EXERCISES
1 – Answer these questions from the article on the Gaza war, one per line:
(a) Who called the crisis "bone-chilling," and on what date?
(b) To whom did Sir Ephraim Mirvis speak about a plan for a truce?
(c) In which place does the permanent exhibition on atrocities against Jews stand?
2 – Which things does the article on the Gaza war say were part of the solution that people saw in Zionist nationalism? List them all.
3 – Carry on the article on the Gaza war from its final sentence.

═════ PAGE EXTRACT ═════

On 13 October, the United Nations Relief and Works Agency  commissioner Philippe Lazzarini said, "The scale and speed of the unfolding humanitarian crisis is bone-chilling".   To date, 13,000+ people have been killed, over 30,000 wounded and some 6,000 are considered missing.   Images of families which have lost fathers, mothers and children—victims of a senseless struggle of national ambition - abound. On 3 November, the Gaza health ministry stated that Israel struck an ambulance convoy directly in front of Al-Shifa Hospital, killing at least 15 people and injuring 60 more.   The horror of capitalist war in the Ukraine has been overshadowed  by this massacre on the Med.

As ever, when there is killing to be done, God’s rep on earth is to be found sanctifying it. Just as God’s Anglicans were blessing the British killers as they set off for the Falklands, so the British Chief Rabbi Sir Ephraim Mirvis told (1/11)  the Mayor of London his plan for a truce would only act as a “stepping stone to yet more Hamas terrorist brutality”.     One might ask God’s spokesman precisely how a soldier carrying a gun or a pilot dropping a bomb can be engaging in self-defence as opposed to terrorist brutality against unarmed children, but then, one might as well engage in such a seminar with the fairies at the bottom of the garden.

The curse of nationalism is not new. Let it be clear that unlike certain anti-Zionists, socialists do not oppose the tunnel-vision mentality of nationalism only when it is Jewish. To us, the flag-waving, trigger-happy Zionists are no more ignorant and abhorrent than those who have swallowed the diversionary, nationalist message of Hamas. Socialists do not take sides in national conflicts because it is not our aim to support one or other of the competing capitalist or would-be capitalist factions, each of which seeks its own territories and exploitable populations. No socialist will ever fight to defend a border—we want to do away with the divisiveness of countries and states.

But there is a bitter irony about Zionist nationalism. In Dachau, the site of the old Nazi murder camp, a permanent exhibition stands as testimony to the atrocities committed in modern times against millions of Jews. That the survivors of such persecution sought refuge in a nation of their own—a country which would never persecute or exterminate anyone and would be free of the perverse national chauvinism on which Nazism was based—is not difficult to understand. In Israel, and here in Britain, not a few Zionists are now beginning to ask themselves the question: “How can it be that the country created by the holocaust is now inflicting similar misery on people who are just as defenceless as the Jews in Europe had been?” Some of them are blaming Netanyahu. Others say that Hamas has pushed the Israeli government to such measures. The truth is that those who saw a solution in Zionist nationalism—in having their own laws, prisons, borders, army and weapons of destruction—were naive. Their form of nationalism is no less aggressive or bigoted than is ever the case under a system of society where the laws of the jungle are presented as being the rules of civilised conduct. Every nation’s flag is dripping with the blood of its enemies; every ruling class pays for its power in other people’s lives.

═════ ENTRIES SHOWN ═════

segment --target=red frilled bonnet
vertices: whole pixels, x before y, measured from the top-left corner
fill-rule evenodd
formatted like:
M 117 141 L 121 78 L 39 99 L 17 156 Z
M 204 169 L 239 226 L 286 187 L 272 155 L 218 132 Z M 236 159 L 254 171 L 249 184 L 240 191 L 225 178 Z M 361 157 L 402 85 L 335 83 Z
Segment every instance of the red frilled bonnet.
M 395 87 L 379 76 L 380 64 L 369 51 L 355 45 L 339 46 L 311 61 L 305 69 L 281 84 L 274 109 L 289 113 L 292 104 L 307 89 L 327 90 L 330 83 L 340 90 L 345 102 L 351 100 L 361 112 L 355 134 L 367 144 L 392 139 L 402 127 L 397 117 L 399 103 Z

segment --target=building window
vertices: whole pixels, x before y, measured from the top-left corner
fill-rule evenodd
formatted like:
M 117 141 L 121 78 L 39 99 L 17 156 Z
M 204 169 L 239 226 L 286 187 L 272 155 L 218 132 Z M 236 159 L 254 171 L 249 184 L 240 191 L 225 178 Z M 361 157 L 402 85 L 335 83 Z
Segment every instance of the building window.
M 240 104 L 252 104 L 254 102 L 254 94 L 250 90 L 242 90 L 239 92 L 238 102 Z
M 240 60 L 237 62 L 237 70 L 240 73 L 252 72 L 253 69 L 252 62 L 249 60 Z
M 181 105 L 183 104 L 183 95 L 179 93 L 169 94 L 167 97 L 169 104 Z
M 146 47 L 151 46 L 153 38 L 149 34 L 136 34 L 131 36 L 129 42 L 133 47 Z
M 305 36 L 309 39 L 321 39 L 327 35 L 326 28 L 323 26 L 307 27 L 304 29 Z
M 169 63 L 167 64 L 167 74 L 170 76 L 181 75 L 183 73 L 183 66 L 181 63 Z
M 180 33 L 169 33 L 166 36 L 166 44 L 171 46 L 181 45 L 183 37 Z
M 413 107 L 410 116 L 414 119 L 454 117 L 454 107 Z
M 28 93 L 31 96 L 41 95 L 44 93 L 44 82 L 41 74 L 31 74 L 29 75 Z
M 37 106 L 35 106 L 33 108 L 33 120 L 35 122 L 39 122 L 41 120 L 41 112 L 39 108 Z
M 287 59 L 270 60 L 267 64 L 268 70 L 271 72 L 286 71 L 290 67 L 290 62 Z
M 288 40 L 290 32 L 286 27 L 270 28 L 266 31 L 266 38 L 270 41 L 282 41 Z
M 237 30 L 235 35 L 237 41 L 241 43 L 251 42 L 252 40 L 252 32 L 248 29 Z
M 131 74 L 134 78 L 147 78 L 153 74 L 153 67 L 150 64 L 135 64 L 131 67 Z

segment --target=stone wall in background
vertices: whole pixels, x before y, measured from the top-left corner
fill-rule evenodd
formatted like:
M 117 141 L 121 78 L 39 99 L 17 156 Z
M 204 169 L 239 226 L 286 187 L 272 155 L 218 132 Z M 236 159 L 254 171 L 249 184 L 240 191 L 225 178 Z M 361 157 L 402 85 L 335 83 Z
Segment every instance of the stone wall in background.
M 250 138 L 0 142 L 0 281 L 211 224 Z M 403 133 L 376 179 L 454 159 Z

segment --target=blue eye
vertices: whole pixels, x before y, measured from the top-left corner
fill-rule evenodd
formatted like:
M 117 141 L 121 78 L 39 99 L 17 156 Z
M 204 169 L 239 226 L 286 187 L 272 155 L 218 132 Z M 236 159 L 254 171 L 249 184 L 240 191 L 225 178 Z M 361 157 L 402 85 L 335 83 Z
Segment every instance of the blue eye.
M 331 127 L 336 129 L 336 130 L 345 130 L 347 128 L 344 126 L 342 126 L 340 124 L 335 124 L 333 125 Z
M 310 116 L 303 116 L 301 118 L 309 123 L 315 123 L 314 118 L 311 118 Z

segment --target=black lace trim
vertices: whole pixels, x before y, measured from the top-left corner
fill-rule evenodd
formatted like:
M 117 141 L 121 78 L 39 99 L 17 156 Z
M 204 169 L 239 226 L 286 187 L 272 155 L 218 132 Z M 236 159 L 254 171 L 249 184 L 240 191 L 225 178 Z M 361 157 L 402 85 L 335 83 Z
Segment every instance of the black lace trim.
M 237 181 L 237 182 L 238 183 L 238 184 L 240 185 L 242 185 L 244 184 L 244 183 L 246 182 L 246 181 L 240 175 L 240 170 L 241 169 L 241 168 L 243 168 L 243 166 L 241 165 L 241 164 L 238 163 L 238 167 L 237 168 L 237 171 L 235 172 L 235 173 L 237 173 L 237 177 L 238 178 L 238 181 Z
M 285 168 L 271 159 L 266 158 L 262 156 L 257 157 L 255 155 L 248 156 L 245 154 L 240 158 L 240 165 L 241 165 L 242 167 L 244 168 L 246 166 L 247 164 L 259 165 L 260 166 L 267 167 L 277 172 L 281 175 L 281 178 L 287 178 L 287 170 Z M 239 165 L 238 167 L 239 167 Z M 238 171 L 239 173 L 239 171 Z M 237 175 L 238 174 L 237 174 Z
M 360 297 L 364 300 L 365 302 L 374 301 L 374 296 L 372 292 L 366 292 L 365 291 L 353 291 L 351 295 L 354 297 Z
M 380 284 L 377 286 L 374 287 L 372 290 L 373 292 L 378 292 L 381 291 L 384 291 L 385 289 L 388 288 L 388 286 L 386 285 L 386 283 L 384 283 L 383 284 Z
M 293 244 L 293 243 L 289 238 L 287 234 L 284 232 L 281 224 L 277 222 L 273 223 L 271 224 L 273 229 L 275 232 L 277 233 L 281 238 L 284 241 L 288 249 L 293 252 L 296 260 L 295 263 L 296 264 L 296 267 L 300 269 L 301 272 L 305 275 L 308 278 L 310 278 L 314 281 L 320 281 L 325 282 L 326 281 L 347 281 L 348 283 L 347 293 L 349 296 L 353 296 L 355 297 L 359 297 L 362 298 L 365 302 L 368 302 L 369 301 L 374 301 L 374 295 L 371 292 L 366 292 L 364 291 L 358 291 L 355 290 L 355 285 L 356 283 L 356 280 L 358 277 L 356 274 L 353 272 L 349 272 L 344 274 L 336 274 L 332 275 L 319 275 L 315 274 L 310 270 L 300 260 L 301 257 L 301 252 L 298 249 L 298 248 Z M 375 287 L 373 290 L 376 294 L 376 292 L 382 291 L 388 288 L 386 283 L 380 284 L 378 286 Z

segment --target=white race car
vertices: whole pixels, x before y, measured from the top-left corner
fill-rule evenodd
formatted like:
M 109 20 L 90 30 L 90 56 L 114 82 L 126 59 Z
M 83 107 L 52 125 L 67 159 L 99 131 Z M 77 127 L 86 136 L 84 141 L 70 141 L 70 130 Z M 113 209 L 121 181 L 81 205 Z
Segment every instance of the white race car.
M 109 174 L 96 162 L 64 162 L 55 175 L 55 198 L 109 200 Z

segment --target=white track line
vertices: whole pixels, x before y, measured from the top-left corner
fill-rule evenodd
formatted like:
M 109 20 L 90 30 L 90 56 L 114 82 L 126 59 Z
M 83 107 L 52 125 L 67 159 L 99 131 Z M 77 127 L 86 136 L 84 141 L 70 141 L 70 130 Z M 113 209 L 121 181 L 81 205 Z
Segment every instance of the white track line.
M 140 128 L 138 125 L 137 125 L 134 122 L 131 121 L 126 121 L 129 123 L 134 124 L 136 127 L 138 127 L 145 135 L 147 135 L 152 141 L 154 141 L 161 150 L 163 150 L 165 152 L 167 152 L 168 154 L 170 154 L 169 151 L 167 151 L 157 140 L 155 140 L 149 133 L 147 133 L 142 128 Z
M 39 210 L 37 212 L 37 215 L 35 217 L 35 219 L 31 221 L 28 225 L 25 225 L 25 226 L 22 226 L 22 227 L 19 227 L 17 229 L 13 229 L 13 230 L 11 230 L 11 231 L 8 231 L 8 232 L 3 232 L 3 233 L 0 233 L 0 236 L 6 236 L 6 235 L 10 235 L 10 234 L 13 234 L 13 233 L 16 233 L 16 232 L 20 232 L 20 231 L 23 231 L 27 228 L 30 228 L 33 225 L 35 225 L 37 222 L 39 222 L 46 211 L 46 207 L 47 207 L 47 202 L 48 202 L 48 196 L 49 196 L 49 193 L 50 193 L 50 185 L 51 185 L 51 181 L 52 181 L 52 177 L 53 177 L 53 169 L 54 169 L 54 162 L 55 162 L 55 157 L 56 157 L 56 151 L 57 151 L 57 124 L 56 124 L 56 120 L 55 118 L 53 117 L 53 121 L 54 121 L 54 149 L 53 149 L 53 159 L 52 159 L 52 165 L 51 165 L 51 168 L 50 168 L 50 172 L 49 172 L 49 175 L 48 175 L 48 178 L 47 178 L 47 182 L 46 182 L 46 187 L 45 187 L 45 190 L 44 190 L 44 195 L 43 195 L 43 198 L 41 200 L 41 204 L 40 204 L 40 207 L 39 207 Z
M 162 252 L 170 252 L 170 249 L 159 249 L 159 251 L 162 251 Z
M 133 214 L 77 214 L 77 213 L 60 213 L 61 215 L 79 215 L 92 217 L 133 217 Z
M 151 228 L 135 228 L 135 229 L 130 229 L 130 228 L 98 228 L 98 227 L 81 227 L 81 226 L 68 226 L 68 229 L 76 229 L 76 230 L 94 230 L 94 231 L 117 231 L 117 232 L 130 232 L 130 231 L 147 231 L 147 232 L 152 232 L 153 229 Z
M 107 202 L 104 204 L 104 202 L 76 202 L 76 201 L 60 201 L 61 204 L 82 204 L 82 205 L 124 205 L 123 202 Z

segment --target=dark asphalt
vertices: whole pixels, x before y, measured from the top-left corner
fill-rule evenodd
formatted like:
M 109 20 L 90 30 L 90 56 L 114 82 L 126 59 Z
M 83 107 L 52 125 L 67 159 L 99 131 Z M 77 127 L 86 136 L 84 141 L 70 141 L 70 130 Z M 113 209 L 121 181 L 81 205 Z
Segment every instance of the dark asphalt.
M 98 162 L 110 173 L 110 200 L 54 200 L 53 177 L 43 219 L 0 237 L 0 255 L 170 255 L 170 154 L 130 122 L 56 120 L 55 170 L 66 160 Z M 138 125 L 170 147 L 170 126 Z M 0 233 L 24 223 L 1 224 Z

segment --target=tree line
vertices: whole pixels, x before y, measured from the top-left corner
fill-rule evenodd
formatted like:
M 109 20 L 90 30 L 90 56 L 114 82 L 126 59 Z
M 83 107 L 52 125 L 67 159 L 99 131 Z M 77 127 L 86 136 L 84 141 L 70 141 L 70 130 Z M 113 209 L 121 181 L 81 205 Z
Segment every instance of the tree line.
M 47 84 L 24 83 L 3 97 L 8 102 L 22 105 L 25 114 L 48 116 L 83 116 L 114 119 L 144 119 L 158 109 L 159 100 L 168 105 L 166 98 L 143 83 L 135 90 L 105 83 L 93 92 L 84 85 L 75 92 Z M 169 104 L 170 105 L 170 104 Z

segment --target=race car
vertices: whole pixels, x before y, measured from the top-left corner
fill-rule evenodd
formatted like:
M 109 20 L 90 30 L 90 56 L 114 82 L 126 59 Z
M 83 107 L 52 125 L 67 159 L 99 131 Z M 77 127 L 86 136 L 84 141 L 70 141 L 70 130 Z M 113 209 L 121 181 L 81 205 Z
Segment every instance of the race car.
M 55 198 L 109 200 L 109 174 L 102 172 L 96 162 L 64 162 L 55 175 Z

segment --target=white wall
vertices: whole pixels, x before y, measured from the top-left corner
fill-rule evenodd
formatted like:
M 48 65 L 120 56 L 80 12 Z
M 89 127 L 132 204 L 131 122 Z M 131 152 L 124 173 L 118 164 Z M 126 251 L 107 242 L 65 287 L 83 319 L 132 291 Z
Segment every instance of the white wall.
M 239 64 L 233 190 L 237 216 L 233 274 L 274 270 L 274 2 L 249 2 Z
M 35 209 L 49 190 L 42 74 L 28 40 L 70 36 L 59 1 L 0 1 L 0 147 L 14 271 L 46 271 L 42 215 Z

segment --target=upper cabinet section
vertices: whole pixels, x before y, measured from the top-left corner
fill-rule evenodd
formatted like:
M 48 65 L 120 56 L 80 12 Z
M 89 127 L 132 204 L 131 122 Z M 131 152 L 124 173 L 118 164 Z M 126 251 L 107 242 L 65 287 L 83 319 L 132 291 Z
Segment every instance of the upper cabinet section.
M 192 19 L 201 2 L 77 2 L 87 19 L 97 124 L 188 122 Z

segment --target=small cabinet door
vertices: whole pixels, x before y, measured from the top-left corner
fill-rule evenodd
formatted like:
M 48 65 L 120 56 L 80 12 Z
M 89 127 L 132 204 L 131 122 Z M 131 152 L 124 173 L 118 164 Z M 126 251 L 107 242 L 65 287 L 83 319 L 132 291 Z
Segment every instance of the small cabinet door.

═════

ANSWERS FOR THIS EXERCISE
1 –
(a) United Nations Relief and Works Agency commissioner Philippe Lazzarini, on 13 October.
(b) The Mayor of London.
(c) Dachau.

2 –
- laws
- prisons
- borders
- army
- weapons of destruction

3 –
Nationalism can never be a solution to the problems of oppression: it was not for the Jews; it would not be for the Palestinians. The problem is class, not national, racial, or religious origins. As a class, workers have no country. The British do not own Britain, the majority of Israelis have no significant economic stake in Israel, the impoverished Arabs do not share their exploiters’ national wealth. There are two classes in society: those who possess without producing and those who produce without possessing. Wars are fought over the interests of the capitalists and would-be capitalists. In the 1940s an aspirant Israeli ruling class, represented by such vicious thugs as the Stern gang (Menachem Begin, the sixth Prime Minister of Israel, was a key organizer of the 1946 Irgun terrorist attack on the King David Hotel in Jerusalem which killed 91 people, including 28 from these shores) used terrorist tactics to secure their goal. Having obtained power violently, who could have expected the Israeli ruling class to have maintained power except by the continued use of violence? Israeli workers identify with the aims of their rulers—they see their national identity as more important than their class identity with Arab and other workers. In this they are dangerously mistaken.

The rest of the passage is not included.